**Using the information**
1. According to the update in the blog post about the Jesus' hands t-shirt, which two other blogs does the author link to?
2. Pick up the blog post about the Jesus' hands t-shirt and its reader comments after the last comment shown.

**Text passage**
--*--

Related: Holy crap, y’all:  “Happy Birthday, Jesus.(It’s “related” in the sense that both of these things will be hard to explain to God when I get to heaven.  But I bet He’ll totally get it when I explain it to him. Except that He shouldn’t have to have it explained to Him because He’s “all knowing” so probably He’d totally get it before I even finished thinking about it.  In fact, since everything we do is planned by God then technically it’s like He wrote this whole post.  Which I don’t think speaks well for the New Pope.  Or maybe it’s supposed to be ironic.  Either way I think we should all laugh just in case so we don’t get struck by lightning. Good one, God.)

Updated: Okay, since I had to switch back to my original design for today I temporarily lost my little placeholders for my other blogs so for today I’m linking to them in the post:  My Sex Column, which is surprisingly safe for work even though it might be blocked just for the title alone and my advice column, which is probably not blocked by your work even though it probably should be.

Comment of the day: I like that the shirt comes only in “Slim Fit”. Jesus loves most of us, but, you know, the others need to drop a few pounds before his hands are going there. ~Fairly Odd Mother

98 thoughts on “You can tell they’re Jesus’ hands because of the holes in them unless maybe it’s someone who got shot in the hands, which could totally happen but they wouldn’t make that into a t-shirt. Probably.

Read comments below or add one.

  1. You are so right. That new pope reallytrulyseriously is a kitten-eating zombie. Just goes to show the Catholic church? Not what it claims to be. The proof is in the pope-ing.

    pamela’s last blog post..oh please.

  2. I’m going to have noly cannibalism nightmares tonight and never go to Rome without a suitcase full of kitties, which will get me strip searched at the airport by freakazoids (or zombies) and my face splashed on newspapers for smuggling pussies, which would lead to that 15 minutes of fame EVERYBODY craves.

    Akilah Sakai’s last blog post..W00t! I’m A Blog of the Week!

  3. If you were molested by Jesus and you got pregnant, would you name the baby Jesus, Jr or Abraham, and of course if it was a girl you could name her Mary. However, I am totally leaning towards Rachel because she was a whore and I like whores. Well, maybe if it was my daughter, I wouldn’t but still. This post… is HOLY. Jesus, I love you just so you know and forgive my whore-lovin ways.

  4. I’d totally let Jesus cop a feel. But he’d hafta turn a shitload of water into wine first. And I mean a lot of wine. And a lot of good wine too. Not any cheap, crappy white zin. If Jesus turns water into white zin, he might not even get to first base!

--*--

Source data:

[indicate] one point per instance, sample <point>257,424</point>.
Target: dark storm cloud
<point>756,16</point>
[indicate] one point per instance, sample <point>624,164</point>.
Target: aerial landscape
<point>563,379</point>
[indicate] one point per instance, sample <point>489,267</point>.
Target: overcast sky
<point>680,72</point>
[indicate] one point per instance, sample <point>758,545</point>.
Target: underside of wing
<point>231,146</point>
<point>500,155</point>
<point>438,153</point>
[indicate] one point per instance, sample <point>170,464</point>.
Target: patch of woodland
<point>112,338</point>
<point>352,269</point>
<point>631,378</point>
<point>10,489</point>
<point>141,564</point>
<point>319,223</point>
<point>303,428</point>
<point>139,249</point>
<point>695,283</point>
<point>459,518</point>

--*--

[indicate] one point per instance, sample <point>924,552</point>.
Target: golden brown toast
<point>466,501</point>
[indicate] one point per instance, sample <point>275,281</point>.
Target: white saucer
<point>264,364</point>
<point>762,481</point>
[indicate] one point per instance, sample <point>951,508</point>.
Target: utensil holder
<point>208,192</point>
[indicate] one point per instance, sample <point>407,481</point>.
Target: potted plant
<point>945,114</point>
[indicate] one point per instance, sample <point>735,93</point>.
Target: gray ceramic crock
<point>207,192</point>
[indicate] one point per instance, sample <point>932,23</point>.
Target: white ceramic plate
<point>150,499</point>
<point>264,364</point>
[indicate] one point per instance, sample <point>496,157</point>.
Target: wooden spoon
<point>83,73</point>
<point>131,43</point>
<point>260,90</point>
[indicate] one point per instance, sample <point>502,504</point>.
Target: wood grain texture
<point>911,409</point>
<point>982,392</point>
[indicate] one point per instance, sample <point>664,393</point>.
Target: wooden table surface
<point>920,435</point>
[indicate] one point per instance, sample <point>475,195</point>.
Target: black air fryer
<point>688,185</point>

--*--

**Outputs by task**
1. A sex column and an advice column.

2.
    rougeneck’s last blog post..My Week In Tweets: 5/17 – 5/23

  5. Just love the logic here..I can absolutely see how the Pope’s cannibalism is God’s fault
    And BTW Pamela I think you meant “The proof of the pope-ing is in the eating ” 😉

  6. As a Catholic, I feel the need to explain that you’ve got this all wrong. The Pope would totally not eat your ‘pussy’. Creepy priests generally swing the OTHER way.

    Now, I wonder how many Hail Marys and Hello Dollies I’ll be getting in Confession for THAT one…?

    Ri’s last blog post..Damn right. He’s a badass.

  7. The Jesus’ birthday party hats are great, but how awesome is the Jesus costume? I mean, what kid tells his mom “I wanna be Jesus for Halloween.” It reminds be of the time my roommate dressed as the Pope but with a rope around his neck so he was “Pope on a Rope.”

    Laurie Ann’s last blog post..Vintage Photo Friday

  8. You know what’s awesome about the Jesus costume is that down on the bottom it’s all “If you like Jesus you might also like Leprechauns”. Awesome.

  9. My brother and I have often started Christmas Day by saying, “Happy Birthday, Jesus!” Heck (I changed that from “Hell”), I even tried to write an ad for the local radio station as our way of explaining why we weren’t airing birthday announcements from non-Messiahs that day. My station manager laughed but she still said no.
    Anyway, this party hat is totally taking away from the sacriligiousness of our family joke, and I’m not amused.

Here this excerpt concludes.